Your tasks:
[1] Answer these questions about the blog post on two kinds of understanding:
(a) What two example statements does it open with?
(b) What two meanings can "I don't understand art" have?
(c) In the bar example, what never became a big thing the way bars did?
[2] Can you extend the blog post on two kinds of understanding, picking up after its final sentence?

══ Supplied passage ══

There are probably lots of attitudes to a thing we might call ‘understanding’ it. Here are examples of two:

“I understand combustion”

“I understand her feelings”

In the first statement, the person has a good explicit model of combustion, and the range of ways it can happen, and what causes it, and that sort of thing. In the second, her feelings feel natural and comprehensible to the speaker. T might have an intuitive sense for how her feelings will evolve, but they probably don’t have an explicit model of the psychology, biology or game theoretic reasons behind her feelings.

These different instances of ‘understanding’ probably vary on a few different dimensions that could be separated, but this is going to be a short blog post.

One thing that separates these kinds of understanding is their objects. People rarely say “I understand combustion” to mean that it feels intuitively natural to them, in the absence of any explicit model. And they rarely say “I understand her feelings” to mean that can answer questions about her alien neural chemistry.

There are some things where both kinds of understanding sometimes apply though. For instance “I don’t understand art” can mean “when I look at art, it doesn’t feel especially natural or good to me” or it can mean “I do not know what caused humans to like art so much”. The seconds speaker may love art.

I think failure to distinguish these kinds of understanding causes misunderstanding. For instance, suppose you say you don’t understand why people go out to bars. This could mean you don’t enjoy doing so personally, or that you don’t see why bars in particular evolved to be a big thing while public swimming pools full of tiny balls did not. If the two aren’t really distinguished in people’s minds, then they will suppose you are saying both, even once your elaboration strongly implies the latter.

═══
══ Data section ══

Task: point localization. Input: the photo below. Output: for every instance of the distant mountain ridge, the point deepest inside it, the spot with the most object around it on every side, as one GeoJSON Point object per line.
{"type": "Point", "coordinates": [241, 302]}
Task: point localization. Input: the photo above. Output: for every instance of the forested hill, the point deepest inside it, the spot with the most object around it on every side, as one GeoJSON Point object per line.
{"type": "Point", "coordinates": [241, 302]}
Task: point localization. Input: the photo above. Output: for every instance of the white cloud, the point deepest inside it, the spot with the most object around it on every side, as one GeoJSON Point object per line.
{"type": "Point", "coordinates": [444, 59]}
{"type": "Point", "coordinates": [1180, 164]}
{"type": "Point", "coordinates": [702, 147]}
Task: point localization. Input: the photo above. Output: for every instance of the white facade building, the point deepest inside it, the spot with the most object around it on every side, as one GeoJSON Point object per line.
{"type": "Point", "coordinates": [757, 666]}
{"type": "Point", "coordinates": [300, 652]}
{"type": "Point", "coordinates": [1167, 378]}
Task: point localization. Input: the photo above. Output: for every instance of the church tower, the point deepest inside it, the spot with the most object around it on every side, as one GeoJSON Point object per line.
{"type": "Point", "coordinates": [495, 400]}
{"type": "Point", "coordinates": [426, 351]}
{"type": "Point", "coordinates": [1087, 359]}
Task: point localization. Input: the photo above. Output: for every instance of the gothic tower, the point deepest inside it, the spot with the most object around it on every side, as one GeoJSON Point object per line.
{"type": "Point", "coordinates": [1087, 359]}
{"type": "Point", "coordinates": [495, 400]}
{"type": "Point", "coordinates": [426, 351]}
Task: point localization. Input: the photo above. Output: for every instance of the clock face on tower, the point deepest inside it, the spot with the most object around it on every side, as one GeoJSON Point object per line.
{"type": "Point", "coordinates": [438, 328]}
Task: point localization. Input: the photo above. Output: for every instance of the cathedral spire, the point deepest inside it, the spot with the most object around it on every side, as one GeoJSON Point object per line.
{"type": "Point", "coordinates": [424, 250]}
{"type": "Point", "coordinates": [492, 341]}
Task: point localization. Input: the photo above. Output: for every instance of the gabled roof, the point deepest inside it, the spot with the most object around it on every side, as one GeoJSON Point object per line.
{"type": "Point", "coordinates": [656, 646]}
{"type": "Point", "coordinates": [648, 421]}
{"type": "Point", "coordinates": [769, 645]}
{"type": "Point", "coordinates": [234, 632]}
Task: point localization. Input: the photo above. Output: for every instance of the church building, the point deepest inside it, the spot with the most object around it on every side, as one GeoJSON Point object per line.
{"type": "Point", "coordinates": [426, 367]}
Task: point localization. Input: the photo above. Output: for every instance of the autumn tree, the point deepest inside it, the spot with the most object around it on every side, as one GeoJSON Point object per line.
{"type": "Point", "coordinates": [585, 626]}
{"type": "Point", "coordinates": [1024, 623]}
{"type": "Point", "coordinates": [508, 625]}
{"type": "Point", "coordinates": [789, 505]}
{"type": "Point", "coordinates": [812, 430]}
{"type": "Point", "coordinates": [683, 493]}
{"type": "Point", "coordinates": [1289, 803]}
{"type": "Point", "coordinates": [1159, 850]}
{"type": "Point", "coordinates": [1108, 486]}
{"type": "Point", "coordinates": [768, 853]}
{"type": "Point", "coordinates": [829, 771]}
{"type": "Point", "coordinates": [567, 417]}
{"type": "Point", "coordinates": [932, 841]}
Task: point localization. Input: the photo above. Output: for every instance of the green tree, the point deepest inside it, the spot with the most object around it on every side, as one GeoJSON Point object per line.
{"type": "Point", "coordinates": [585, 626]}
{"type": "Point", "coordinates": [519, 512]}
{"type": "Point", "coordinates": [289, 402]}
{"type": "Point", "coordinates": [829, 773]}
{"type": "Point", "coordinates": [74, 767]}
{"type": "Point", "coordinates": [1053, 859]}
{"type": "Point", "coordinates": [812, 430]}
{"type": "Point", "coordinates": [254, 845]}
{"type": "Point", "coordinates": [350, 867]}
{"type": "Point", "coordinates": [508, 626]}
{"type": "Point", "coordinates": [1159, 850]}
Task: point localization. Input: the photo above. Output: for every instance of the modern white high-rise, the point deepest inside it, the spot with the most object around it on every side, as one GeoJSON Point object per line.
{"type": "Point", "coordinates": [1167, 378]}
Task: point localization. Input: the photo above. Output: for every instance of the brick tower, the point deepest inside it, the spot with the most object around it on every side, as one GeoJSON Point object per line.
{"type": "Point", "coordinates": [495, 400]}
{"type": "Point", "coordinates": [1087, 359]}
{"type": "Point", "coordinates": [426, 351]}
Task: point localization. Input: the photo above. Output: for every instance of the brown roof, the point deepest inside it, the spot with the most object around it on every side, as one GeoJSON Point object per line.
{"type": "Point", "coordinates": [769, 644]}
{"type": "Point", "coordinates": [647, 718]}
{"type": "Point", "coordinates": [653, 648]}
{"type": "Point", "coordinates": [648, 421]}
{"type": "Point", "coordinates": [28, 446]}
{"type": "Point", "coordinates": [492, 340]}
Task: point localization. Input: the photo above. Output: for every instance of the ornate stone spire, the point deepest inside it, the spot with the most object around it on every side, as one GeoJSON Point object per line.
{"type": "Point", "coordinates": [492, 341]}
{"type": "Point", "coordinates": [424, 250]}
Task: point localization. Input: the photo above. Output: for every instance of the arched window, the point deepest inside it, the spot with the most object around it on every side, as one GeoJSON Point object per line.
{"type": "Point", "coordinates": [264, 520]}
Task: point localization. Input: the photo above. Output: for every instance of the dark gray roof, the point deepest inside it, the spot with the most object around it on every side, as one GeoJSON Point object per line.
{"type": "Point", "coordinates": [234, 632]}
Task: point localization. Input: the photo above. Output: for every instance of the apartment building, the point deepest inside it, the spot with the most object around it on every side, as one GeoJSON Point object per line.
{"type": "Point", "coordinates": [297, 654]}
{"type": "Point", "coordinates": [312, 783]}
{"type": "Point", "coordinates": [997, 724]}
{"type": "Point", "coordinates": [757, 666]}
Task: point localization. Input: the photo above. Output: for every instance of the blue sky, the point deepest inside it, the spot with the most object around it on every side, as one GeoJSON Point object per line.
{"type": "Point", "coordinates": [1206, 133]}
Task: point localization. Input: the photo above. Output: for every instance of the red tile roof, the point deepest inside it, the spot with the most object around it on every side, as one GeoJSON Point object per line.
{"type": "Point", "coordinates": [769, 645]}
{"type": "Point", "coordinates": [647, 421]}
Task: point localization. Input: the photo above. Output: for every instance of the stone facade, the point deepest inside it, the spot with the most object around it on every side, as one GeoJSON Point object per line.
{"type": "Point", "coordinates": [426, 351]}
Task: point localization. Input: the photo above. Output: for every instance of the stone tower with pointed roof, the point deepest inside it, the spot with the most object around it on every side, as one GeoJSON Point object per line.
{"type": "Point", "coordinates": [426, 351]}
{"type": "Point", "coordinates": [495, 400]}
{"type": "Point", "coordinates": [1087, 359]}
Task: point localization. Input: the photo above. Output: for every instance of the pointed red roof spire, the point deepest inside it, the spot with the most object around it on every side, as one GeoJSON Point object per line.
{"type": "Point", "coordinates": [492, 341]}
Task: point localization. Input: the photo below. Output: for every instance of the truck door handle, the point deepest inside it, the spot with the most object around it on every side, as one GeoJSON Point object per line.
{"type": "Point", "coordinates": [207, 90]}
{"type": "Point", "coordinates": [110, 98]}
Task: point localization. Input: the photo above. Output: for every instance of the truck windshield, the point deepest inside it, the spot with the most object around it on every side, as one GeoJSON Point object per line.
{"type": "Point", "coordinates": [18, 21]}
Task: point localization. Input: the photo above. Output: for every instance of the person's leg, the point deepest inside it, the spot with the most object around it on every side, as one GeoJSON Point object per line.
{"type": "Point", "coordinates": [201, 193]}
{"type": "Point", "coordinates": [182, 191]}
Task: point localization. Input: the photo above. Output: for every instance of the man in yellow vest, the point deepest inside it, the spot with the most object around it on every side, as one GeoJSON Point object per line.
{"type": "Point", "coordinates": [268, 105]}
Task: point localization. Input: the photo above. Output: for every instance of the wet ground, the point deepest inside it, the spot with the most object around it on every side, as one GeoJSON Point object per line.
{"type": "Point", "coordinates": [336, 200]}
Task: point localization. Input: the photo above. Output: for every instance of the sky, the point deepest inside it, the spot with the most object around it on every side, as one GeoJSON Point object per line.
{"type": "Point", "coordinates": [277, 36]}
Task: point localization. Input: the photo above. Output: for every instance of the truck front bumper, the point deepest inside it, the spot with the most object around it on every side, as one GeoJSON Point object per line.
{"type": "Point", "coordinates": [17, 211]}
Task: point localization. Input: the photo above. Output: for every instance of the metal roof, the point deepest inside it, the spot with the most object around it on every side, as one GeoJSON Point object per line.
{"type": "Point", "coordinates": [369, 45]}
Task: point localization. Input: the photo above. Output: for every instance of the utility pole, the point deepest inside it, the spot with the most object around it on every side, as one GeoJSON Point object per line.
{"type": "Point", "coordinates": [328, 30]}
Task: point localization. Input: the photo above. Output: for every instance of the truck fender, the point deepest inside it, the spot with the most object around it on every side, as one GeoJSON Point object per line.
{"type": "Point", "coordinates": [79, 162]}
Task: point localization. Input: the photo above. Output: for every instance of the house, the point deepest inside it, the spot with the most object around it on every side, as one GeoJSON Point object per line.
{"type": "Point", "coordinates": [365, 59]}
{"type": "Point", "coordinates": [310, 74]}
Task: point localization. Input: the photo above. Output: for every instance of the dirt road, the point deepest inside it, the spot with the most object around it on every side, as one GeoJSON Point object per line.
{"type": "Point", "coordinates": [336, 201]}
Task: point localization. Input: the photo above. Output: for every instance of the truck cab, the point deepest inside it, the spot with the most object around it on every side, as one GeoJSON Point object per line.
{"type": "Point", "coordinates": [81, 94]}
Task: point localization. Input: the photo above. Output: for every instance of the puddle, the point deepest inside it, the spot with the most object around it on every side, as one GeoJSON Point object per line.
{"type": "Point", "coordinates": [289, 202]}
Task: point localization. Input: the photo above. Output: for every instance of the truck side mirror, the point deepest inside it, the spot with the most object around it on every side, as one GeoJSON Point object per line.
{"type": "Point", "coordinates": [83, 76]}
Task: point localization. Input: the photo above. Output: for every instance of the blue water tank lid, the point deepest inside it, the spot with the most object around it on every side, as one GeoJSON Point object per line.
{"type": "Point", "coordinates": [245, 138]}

═══

Answers given:
[1]
(a) "I understand combustion" and "I understand her feelings."
(b) It can mean that art doesn't feel especially natural or good to the speaker when they look at it, or that the speaker doesn't know what caused humans to like art so much.
(c) Public swimming pools full of tiny balls.

[2]
Perhaps this is a reasonable shorthand, because in practice the only people who wonder why humans gather at bars in particular are those who aren’t enjoying bars enough. But I think it confuses things (for instance, impressions of how fun I am).

A particularly costly kind of misunderstanding is when people themselves assume they are saying both, because they think there is just one thing. Then for instance they notice that they don’t know why art exists, and don’t think to independently check whether they like art. Or they don’t understand why sports is in the curriculum, so they assume that they don’t enjoy it. Or ‘tradition’ seems an incomprehensible justification for a behavior, so they don’t pay attention to whether they personally get anything out of traditions.

I don’t really know how much any of this is a thing—I feel like I have seen quite a few examples of it, but I don’t remember many. What do you think?